Job: From the items below, copy word for word the lines beginning at the one that contains "indicate the white metal" and ending after the one that contains "column 198, row 196".

Supplied information:
<<<<
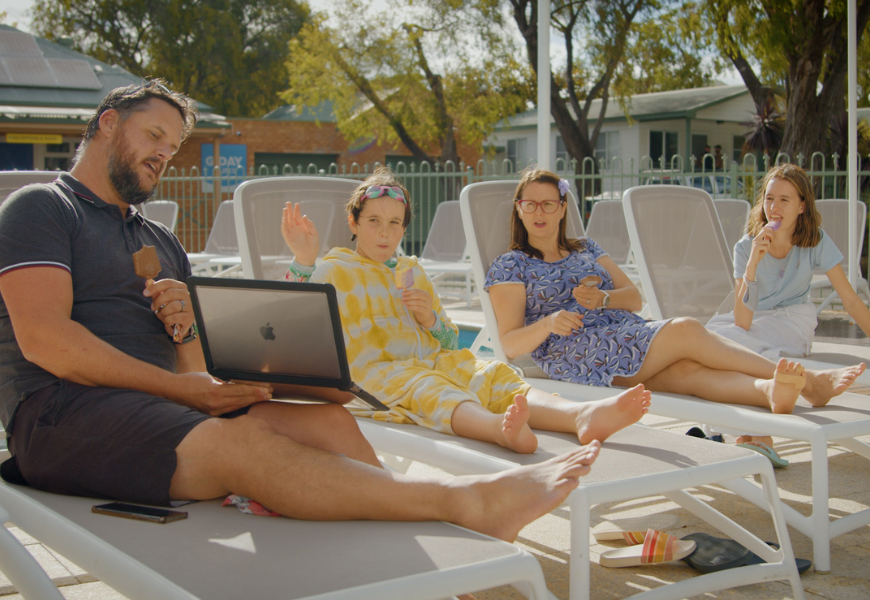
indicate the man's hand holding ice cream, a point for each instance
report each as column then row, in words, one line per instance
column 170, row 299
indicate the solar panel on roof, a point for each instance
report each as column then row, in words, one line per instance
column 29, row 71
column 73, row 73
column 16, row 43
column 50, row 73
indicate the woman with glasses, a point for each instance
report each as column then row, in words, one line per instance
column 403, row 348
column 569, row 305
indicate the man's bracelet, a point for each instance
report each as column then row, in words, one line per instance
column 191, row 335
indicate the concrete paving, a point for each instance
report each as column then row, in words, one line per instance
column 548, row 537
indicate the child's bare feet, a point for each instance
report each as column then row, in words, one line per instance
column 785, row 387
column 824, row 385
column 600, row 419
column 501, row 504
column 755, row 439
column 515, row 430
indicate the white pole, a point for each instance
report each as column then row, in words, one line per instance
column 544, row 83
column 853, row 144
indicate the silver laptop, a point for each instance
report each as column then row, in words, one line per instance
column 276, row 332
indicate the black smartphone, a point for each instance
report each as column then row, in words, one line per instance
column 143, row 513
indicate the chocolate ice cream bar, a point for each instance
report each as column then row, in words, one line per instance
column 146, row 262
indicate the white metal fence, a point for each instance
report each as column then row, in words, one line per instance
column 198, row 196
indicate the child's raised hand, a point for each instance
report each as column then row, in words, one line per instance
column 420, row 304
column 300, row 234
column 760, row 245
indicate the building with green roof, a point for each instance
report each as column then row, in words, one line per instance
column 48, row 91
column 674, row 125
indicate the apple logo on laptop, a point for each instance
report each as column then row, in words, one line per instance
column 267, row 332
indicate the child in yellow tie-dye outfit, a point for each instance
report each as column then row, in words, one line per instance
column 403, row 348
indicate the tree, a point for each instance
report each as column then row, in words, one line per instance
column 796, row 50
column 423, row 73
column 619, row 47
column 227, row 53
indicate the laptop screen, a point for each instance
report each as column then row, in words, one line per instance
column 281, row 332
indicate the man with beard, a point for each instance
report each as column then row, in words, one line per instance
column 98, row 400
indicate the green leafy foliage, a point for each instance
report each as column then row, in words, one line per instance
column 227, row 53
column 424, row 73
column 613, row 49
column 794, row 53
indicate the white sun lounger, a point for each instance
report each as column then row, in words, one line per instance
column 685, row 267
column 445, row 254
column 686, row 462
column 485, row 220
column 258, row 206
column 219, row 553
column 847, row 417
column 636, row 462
>>>>
<<<<
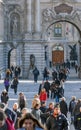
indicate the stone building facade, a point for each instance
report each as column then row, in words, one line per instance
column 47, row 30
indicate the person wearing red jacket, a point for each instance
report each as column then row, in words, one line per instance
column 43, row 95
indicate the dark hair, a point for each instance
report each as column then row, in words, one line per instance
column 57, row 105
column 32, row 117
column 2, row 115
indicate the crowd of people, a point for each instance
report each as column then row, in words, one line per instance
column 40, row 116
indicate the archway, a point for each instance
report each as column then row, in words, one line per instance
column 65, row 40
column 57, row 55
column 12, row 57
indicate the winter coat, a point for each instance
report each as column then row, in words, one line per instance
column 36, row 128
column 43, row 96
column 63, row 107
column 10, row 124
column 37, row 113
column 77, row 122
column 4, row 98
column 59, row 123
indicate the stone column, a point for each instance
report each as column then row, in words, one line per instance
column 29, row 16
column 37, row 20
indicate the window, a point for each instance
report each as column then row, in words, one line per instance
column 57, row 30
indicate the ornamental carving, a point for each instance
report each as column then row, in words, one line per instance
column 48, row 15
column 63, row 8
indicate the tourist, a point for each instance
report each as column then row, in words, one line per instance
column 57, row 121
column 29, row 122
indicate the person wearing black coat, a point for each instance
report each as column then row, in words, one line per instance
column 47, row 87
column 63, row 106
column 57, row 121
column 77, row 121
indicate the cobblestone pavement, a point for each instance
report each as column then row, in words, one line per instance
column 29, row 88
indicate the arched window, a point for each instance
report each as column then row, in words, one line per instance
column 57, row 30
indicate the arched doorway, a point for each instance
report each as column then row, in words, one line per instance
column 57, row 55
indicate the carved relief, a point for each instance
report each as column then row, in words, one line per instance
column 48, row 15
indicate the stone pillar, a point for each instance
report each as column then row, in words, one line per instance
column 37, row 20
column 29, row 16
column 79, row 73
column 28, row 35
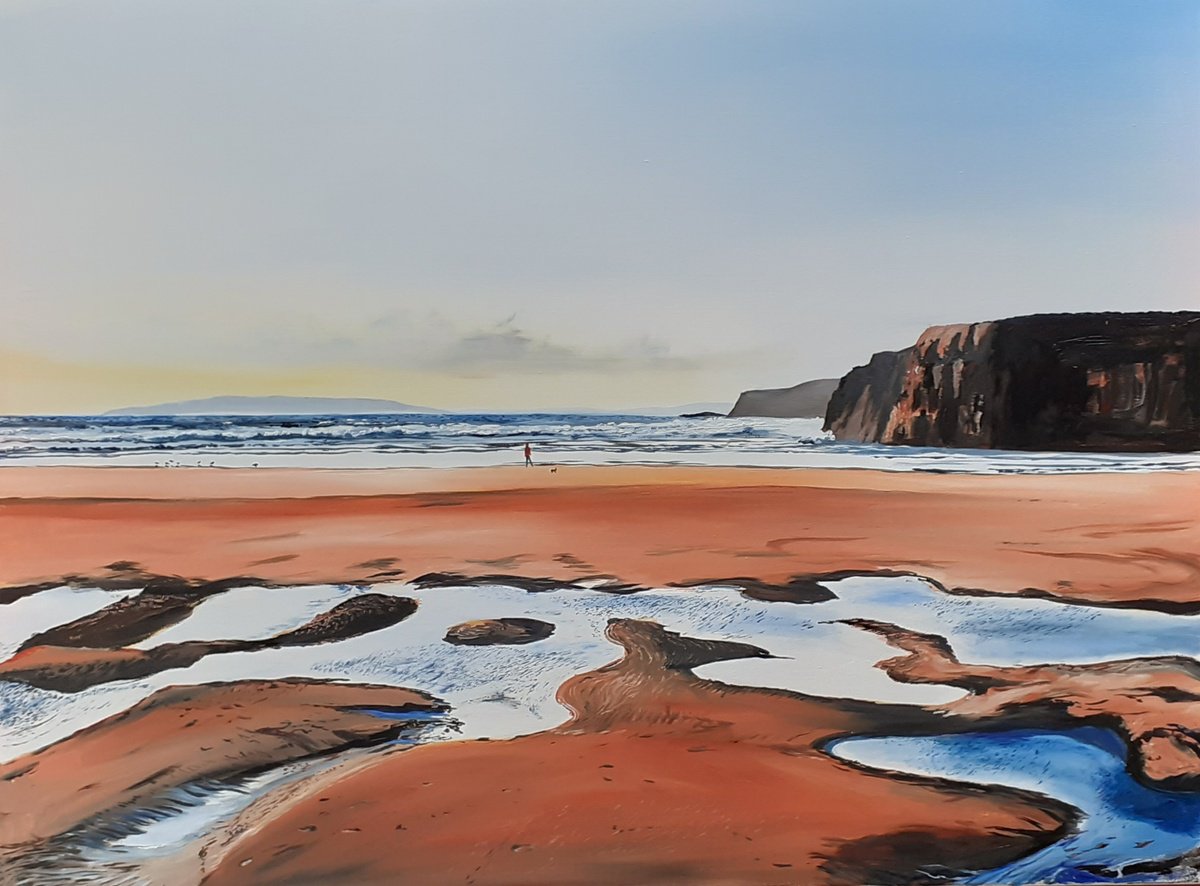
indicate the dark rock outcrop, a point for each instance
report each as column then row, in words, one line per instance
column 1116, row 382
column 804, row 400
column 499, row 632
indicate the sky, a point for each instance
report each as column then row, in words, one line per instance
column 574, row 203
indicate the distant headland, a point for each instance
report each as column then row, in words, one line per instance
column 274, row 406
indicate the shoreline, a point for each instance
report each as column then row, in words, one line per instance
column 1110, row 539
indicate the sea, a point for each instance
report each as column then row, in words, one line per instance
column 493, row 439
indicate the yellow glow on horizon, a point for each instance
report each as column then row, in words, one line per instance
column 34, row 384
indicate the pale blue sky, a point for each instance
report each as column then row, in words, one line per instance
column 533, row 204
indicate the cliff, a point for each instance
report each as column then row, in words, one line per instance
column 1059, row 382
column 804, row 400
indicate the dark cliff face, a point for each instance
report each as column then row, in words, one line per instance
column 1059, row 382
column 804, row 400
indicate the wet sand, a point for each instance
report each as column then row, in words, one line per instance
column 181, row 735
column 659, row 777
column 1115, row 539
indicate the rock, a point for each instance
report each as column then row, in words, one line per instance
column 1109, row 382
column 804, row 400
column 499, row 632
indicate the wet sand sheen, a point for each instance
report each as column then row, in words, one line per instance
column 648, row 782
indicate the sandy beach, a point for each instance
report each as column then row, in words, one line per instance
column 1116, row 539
>>>>
<<<<
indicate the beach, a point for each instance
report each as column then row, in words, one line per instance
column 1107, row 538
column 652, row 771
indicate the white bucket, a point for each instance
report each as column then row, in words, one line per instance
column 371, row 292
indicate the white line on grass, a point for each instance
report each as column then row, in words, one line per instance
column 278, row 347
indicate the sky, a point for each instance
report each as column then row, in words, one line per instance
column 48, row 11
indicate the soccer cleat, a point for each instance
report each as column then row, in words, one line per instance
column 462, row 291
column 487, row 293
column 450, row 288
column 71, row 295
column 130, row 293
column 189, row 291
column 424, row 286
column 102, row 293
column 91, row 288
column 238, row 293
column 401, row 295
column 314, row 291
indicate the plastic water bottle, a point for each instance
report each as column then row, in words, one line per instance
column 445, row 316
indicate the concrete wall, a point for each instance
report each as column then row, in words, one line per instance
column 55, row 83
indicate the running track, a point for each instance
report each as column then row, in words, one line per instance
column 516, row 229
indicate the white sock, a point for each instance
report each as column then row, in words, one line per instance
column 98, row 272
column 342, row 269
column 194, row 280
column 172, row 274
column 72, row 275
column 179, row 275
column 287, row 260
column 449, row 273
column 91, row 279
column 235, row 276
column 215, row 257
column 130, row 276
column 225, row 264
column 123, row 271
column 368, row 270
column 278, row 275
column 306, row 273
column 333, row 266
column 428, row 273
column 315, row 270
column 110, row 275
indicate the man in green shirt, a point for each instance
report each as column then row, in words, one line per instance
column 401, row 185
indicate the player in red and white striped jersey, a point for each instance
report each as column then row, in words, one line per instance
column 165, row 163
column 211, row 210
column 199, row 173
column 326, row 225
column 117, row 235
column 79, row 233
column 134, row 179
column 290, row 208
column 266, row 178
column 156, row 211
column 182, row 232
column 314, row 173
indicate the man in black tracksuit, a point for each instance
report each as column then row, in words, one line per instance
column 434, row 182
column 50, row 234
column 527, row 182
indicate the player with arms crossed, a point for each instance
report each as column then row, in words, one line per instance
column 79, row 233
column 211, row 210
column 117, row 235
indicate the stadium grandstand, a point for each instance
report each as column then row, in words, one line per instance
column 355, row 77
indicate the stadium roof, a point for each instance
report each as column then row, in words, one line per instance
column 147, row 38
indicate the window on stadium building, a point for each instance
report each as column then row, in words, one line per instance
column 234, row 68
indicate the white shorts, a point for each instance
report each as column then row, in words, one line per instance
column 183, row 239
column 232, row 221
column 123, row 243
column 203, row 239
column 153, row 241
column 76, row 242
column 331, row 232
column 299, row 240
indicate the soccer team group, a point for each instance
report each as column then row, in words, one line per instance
>>>>
Task solution:
indicate the white metal fence, a point for each instance
report each as column then row, in words, one line per instance
column 198, row 196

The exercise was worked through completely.